=== Begin Enclosure ===

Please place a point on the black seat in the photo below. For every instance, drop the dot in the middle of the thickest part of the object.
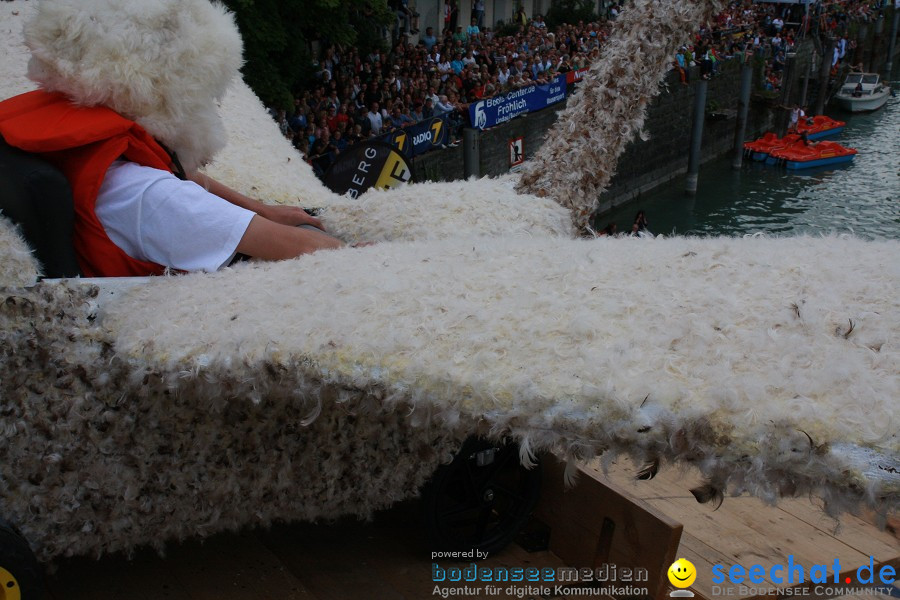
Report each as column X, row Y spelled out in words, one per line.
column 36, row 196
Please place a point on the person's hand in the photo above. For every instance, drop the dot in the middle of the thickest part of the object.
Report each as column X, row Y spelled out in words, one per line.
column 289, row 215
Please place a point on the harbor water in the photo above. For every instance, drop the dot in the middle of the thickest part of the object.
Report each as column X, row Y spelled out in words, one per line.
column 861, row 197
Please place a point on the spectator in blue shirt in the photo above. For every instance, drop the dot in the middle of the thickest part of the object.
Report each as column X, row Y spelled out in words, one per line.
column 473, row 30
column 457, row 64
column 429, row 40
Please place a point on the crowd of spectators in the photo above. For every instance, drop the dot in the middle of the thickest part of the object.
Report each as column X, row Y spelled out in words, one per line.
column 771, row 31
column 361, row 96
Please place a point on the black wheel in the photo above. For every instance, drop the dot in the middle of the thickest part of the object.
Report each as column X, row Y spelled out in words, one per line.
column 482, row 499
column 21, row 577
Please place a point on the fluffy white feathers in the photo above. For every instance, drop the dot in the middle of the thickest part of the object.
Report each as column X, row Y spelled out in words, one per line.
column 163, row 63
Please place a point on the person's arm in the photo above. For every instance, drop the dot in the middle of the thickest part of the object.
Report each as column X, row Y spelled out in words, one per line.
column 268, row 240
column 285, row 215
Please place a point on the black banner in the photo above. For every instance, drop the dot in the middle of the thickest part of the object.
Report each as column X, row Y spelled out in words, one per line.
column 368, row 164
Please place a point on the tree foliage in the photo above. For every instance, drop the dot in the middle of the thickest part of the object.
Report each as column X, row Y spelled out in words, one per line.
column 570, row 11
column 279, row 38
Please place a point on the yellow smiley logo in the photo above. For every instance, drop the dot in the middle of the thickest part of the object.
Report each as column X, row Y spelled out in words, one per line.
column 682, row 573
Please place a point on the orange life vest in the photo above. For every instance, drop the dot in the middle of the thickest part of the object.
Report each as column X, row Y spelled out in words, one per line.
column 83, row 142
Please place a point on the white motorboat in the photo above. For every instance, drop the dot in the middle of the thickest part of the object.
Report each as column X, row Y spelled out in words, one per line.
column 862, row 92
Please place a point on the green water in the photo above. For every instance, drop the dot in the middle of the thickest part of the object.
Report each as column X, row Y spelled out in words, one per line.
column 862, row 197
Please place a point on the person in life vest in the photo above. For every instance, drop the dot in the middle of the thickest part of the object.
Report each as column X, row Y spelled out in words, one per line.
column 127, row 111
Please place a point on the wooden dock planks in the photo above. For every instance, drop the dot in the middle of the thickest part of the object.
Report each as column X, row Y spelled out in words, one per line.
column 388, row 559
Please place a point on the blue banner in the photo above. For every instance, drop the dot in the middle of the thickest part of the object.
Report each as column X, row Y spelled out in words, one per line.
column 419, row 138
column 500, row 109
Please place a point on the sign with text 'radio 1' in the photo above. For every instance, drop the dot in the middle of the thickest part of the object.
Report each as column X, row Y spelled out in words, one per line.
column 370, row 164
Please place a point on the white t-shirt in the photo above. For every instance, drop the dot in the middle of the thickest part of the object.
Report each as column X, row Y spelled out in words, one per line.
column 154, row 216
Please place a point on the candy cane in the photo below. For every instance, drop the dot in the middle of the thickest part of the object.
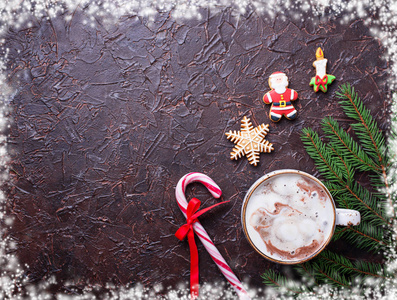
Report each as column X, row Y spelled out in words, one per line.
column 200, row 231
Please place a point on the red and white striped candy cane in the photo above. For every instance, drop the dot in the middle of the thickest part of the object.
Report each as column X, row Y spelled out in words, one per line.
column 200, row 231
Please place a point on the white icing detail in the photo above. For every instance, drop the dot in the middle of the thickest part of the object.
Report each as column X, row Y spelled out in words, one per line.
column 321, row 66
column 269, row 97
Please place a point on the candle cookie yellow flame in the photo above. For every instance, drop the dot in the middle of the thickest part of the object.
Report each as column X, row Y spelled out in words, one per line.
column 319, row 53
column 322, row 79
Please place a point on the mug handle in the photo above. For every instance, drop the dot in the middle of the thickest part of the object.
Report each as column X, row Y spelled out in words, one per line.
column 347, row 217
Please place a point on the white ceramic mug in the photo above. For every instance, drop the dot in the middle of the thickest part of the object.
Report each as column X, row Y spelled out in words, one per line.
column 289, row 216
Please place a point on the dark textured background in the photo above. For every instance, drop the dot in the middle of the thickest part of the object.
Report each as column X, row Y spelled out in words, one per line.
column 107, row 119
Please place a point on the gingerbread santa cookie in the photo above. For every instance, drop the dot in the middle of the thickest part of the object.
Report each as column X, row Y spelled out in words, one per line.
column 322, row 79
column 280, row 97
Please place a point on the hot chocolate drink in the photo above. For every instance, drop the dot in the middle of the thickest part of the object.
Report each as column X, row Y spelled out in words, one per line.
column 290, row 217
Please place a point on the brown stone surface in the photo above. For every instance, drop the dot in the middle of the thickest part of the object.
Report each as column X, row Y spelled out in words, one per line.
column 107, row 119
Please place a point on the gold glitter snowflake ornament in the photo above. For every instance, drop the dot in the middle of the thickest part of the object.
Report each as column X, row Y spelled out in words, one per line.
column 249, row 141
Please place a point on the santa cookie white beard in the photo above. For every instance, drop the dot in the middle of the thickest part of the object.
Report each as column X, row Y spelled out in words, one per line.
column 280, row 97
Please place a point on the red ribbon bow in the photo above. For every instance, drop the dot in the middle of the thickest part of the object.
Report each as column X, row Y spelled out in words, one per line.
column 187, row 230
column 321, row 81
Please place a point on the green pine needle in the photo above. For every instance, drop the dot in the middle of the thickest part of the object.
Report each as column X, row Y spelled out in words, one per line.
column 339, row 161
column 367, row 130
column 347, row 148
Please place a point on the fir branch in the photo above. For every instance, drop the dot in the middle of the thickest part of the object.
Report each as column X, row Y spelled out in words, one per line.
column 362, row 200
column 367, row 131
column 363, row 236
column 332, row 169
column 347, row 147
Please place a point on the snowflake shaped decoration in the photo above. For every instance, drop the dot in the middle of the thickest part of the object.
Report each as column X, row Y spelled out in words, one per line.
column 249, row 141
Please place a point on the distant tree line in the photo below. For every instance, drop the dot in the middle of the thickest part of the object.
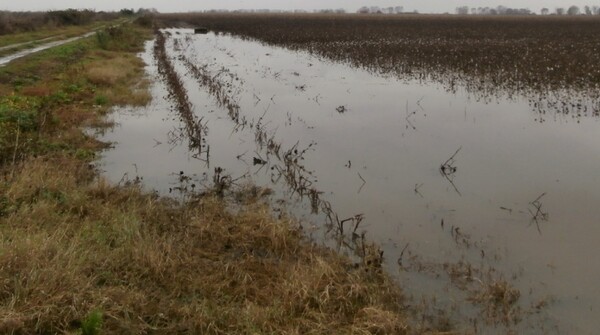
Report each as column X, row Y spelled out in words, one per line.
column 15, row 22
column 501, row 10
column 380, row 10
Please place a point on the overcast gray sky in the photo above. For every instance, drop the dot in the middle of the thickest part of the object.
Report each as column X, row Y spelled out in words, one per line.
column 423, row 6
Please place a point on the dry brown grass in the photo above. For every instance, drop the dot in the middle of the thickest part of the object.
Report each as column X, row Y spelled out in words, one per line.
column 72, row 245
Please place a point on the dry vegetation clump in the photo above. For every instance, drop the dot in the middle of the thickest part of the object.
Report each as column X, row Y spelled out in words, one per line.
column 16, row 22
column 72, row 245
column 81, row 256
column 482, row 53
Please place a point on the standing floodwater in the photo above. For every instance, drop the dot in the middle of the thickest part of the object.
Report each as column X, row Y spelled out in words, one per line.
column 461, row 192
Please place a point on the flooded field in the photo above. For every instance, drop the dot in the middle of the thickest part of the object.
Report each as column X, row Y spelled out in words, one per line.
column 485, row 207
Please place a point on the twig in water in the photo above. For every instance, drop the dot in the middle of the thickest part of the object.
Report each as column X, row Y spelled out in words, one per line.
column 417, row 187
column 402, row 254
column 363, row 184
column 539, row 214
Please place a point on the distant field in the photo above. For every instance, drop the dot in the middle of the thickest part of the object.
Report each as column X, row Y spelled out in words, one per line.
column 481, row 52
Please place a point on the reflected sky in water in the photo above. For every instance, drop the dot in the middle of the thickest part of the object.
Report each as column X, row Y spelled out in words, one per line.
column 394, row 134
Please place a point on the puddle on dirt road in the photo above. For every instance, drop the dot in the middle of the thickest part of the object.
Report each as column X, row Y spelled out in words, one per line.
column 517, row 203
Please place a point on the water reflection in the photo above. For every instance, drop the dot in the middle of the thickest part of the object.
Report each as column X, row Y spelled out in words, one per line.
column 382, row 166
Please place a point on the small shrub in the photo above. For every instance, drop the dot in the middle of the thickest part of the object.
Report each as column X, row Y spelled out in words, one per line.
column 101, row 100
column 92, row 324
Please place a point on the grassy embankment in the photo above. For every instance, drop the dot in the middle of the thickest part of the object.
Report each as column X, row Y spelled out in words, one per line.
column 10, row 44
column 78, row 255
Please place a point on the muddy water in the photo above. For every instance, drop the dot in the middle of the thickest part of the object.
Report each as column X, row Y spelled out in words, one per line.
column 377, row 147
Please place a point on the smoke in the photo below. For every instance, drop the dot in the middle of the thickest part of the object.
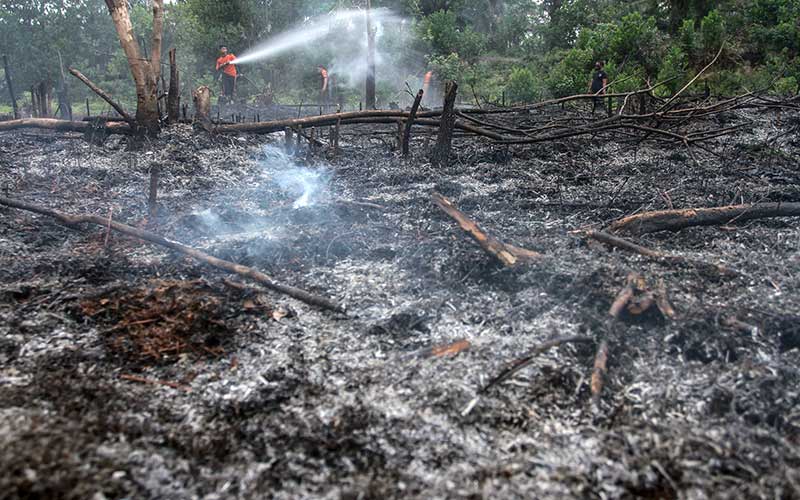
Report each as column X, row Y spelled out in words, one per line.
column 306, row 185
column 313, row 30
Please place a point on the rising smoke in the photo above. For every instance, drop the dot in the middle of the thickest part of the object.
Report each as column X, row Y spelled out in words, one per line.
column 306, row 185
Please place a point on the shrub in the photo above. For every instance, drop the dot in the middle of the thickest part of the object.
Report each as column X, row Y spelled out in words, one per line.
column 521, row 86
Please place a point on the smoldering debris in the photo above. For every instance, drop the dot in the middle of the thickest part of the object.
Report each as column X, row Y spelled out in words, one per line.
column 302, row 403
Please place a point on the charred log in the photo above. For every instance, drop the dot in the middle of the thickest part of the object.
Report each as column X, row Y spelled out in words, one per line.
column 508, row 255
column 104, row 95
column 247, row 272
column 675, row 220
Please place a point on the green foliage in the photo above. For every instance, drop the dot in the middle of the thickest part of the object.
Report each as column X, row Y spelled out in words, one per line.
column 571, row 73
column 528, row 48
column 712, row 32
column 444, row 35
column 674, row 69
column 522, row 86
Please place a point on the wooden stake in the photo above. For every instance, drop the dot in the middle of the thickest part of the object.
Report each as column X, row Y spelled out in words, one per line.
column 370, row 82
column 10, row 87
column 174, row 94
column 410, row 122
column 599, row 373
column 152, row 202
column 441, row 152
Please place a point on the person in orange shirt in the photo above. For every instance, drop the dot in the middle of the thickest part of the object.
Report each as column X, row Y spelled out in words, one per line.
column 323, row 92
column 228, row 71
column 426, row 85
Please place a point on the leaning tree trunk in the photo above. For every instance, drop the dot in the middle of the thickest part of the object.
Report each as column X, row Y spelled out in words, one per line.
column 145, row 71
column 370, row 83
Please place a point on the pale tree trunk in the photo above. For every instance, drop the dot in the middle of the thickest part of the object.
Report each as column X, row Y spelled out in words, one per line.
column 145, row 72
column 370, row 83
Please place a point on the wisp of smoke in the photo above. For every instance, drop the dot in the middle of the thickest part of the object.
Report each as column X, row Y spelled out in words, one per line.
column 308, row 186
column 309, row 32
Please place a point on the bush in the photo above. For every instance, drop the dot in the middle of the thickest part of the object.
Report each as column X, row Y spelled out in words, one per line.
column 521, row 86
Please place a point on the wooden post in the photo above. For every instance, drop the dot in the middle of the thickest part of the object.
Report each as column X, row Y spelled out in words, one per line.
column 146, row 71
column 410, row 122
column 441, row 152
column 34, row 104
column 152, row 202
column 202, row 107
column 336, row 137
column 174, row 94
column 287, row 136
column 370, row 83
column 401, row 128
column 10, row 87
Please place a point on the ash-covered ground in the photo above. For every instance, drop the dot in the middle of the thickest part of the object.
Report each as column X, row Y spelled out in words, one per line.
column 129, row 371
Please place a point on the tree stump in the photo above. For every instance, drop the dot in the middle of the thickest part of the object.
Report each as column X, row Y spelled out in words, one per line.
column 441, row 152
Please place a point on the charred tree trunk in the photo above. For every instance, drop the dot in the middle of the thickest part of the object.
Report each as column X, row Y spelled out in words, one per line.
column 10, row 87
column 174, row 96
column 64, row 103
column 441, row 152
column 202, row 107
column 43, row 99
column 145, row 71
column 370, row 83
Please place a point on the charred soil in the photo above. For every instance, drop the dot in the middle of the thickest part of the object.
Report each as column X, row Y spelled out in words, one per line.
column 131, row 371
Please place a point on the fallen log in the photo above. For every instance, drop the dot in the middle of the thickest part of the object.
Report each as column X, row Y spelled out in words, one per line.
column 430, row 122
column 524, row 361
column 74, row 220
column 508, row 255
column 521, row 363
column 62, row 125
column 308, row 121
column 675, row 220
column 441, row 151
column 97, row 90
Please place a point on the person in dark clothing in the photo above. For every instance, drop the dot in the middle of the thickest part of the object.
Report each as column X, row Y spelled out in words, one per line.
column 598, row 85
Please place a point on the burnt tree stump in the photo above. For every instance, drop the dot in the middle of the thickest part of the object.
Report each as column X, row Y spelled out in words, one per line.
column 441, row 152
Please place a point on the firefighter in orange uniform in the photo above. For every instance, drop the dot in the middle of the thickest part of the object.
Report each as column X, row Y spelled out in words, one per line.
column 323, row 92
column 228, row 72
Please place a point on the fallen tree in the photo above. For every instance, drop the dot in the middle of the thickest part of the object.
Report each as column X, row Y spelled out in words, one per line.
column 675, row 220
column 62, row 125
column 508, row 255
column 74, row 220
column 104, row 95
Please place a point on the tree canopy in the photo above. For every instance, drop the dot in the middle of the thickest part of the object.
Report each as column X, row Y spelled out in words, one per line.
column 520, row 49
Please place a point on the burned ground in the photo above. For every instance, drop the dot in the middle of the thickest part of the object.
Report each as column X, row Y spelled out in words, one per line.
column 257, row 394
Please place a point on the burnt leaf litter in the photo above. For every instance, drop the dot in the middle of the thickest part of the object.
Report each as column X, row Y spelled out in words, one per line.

=== End Enclosure ===

Your objective: Lines to set down from above: the line with "Please place a point on the mug", the line with "Please place a point on the brown", and every line between, each exactly as written.

Answer to this exercise:
Please place a point on the mug handle in the photo above. For every instance, drop the dot in the middle of the thickest part of the object.
Report each as column X, row Y spelled out in words, one per line.
column 347, row 217
Please place a point on the white ceramic mug in the photo above. For every instance, drop the dot in the middle of the thickest part of the object.
Report each as column X, row Y spelled out in words, one per line.
column 289, row 216
Please place a point on the dark textured background in the photo above. For every instance, drop the dot in the middle of the thickest part of the object.
Report each as column X, row Y spelled out in words, one per line.
column 107, row 119
Please place a point on the gingerbread santa cookie in the photo above. For every instance, drop the dot in the middle of the thickest part of the object.
Report each as column X, row Y spelled out in words, one per line.
column 322, row 79
column 280, row 97
Please place a point on the hot chocolate drink in the photo above. For every instance, drop the dot in the middle of the thickest part of the object.
Report each as column X, row Y spelled out in words, one per line.
column 290, row 217
Please place a point on the brown stone surface in the photo above. For every instance, drop the dot in the middle of the thickest part of the object.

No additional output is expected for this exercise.